--- Start of Article ---

The Oberlin Road Public Art Project is funded by the 2017 Transportation Bond. Capital Improvement Projects that meet the Percent for Art Ordinance standards, such as this one, are eligible to use 1% of construction funding for Public Art. Inclusion of aesthetics and artwork is an investment in our communities, with a focus on community identity and equity in quality of life. Communities gain cultural, social, and economic value through public art.

The purpose of the project is to improve the street from Groveland Avenue to the north of Bedford Avenue, with wider sidewalks, revised traffic lanes and bus stops, and landscaping. Some public water and sanitary sewer mains will also be replaced or added.

Artist Chandra Cox is working with the living ancestors of Oberlin Village to tell the story of this historic community. Chandra is working with the design team to integrate storytelling elements and artistically interpreted historical markers into the project.

--- End of Article ---
--- Start of Extracted material ---

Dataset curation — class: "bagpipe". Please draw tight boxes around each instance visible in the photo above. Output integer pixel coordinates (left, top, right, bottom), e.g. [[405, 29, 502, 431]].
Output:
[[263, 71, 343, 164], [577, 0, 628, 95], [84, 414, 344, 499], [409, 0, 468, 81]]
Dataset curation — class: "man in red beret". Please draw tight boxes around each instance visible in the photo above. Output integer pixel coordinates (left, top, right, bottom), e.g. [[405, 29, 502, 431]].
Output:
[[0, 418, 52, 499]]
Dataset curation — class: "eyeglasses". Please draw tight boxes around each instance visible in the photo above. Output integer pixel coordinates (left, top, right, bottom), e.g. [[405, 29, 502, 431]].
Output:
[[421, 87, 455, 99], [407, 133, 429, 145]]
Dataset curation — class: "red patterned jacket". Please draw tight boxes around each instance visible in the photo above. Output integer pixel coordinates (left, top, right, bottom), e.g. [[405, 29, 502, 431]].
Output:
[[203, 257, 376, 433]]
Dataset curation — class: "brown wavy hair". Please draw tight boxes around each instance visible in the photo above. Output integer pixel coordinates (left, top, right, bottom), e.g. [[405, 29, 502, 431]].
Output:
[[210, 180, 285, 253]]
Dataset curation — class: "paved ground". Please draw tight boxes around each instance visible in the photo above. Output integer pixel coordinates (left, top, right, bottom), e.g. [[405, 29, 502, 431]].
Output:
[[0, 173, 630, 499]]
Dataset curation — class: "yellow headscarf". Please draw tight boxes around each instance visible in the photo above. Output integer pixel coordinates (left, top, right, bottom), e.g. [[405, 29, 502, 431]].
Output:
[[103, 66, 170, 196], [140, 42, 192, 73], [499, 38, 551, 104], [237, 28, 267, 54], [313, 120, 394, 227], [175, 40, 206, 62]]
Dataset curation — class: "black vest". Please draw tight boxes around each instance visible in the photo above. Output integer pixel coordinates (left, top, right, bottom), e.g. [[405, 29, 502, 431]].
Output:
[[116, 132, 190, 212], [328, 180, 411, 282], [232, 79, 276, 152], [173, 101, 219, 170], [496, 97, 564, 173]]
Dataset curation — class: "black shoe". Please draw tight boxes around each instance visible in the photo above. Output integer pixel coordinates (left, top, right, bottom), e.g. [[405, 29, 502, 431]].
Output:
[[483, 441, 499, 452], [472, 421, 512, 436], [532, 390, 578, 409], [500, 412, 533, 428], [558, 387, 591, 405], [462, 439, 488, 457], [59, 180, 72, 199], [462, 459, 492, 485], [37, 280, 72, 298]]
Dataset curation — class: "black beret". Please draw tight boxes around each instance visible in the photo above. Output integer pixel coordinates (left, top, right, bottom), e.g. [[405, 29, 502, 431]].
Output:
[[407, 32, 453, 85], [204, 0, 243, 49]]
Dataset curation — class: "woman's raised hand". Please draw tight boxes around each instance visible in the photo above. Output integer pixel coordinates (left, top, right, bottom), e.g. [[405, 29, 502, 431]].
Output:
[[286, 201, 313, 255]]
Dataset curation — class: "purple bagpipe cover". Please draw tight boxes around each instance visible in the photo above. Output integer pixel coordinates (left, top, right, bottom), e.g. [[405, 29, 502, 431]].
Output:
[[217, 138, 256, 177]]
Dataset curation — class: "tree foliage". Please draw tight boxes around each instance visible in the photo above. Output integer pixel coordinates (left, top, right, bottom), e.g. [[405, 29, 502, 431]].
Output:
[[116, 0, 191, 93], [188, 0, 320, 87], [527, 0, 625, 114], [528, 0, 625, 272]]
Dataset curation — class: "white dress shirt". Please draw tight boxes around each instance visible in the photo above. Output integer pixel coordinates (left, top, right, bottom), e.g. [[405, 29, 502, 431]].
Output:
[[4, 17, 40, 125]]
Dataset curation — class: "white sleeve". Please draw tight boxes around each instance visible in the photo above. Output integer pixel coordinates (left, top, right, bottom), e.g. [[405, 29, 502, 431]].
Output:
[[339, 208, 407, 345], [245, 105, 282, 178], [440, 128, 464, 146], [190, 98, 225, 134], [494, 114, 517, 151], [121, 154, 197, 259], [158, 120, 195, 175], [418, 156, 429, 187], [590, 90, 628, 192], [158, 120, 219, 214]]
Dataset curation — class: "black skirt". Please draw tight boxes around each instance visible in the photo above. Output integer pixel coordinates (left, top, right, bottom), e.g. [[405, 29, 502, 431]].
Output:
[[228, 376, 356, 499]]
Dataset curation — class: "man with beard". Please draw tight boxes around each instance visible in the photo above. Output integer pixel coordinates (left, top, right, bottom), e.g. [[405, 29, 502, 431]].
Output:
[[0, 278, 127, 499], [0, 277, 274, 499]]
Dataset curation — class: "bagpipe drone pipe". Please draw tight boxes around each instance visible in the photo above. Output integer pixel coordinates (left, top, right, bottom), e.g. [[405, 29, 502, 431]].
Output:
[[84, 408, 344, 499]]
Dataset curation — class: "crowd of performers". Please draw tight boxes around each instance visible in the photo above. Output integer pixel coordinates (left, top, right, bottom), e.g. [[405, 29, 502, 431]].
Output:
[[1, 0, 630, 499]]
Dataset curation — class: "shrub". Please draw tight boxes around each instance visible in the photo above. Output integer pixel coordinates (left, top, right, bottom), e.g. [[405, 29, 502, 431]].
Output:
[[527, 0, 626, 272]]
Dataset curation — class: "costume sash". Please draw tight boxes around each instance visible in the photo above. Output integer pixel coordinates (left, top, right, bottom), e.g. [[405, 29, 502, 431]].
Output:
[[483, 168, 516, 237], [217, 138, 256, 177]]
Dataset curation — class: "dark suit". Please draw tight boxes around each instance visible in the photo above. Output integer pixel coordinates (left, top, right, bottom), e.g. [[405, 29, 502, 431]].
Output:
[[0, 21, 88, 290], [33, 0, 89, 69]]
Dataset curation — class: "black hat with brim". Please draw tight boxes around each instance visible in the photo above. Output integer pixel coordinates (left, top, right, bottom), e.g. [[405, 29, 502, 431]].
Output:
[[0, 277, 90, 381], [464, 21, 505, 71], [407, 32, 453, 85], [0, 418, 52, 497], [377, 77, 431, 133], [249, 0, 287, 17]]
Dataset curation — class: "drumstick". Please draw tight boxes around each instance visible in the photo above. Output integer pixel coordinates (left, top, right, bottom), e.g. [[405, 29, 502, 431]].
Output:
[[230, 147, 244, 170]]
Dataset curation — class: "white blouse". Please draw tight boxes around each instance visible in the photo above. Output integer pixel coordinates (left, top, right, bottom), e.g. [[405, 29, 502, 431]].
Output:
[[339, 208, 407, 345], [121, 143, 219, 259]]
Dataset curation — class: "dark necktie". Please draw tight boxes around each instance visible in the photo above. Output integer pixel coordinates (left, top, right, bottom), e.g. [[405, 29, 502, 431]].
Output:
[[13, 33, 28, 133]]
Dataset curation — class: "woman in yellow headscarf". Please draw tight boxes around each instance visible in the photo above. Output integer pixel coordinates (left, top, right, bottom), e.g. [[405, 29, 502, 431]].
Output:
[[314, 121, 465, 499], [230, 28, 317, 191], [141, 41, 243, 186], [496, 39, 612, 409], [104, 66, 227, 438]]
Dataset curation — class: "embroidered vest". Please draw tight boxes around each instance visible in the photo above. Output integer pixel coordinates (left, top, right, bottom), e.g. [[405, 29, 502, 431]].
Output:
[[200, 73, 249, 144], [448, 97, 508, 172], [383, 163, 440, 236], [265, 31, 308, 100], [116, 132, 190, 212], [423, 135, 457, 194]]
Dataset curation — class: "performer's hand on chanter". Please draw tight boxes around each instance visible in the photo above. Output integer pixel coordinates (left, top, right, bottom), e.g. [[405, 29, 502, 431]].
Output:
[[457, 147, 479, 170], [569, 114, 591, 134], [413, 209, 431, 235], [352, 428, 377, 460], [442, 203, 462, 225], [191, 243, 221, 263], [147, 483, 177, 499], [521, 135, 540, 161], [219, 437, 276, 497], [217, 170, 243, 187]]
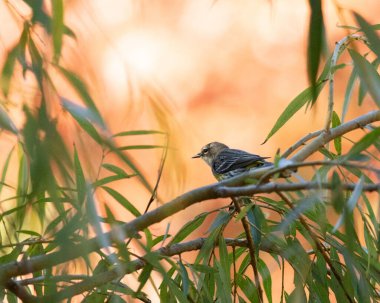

--- End of Extracted material ---

## Requirements
Continue the passage about the Oberlin Road Public Art Project, starting after its final sentence.

## Task output
This project is part of the Percent for Art program and complements the Oberlin Road Streetscape Project.

Timeline

Estimated installation in Winter 2022.

 

Site Details

1018 Oberlin Road Circa 1948

The Oberlin Road Project is part of the Cameron Village & Hillsborough Street Small Area Plan that was approved by City Council in Feb. 2018. The Wade/Oberlin Small Area Plan of the 2030 Comprehensive Plan recognized Oberlin Road as the “main street” of the area emphasizing the need to more fully integrate pedestrian, bike, auto, and transit uses into a well-landscaped and attractive streetscape that serves people of all abilities.

The Oberlin Road Streetscape Plan was adopted by City Council on January 6, 2015. The plan focuses on improving the sidewalk environment.

Learn more about the Oberlin Road Streetscape Project.

Site History

Oberlin: A Village Rooted in Freedom

"Oberlin: A Village Rooted in Freedom" reveals how a historic preservation project has helped recover the story of a once-thriving town near Raleigh built after the Civil War by formerly enslaved and free blacks. Oberlin had more than 1,200 inhabitants before being paved over in the name of progress. The renovation of two 1880s houses by Preservation North Carolina has exposed remarkable stories about the families who lived there.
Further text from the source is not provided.